• _Outline records_:
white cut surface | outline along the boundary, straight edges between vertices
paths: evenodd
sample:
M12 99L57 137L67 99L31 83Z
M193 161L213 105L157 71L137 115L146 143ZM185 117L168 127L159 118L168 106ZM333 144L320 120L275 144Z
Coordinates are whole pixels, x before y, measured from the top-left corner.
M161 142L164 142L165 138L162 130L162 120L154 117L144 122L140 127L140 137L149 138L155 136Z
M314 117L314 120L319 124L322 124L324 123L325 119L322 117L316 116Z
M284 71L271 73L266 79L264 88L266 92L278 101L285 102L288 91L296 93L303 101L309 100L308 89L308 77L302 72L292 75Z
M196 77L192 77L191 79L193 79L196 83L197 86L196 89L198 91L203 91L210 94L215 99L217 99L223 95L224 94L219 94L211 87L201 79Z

• _TASK BRIEF_:
Give the lines from the start of the items through the line containing "M161 142L164 142L165" as a numbered list, leaving out any blank lines.

• _EXPECTED ANSWER_:
1. white cut surface | outline along the boundary, straight edges between vertices
2. paths: evenodd
3. sample:
4. M12 99L57 137L67 99L31 83Z
5. M193 161L213 105L157 71L137 115L146 143ZM185 117L168 127L159 118L168 106ZM333 144L320 120L275 144Z
6. Coordinates are whole pixels, x before y, measured from the top-left corner.
7. M161 142L164 142L165 138L162 130L162 120L154 117L144 122L140 127L140 137L149 138L155 136Z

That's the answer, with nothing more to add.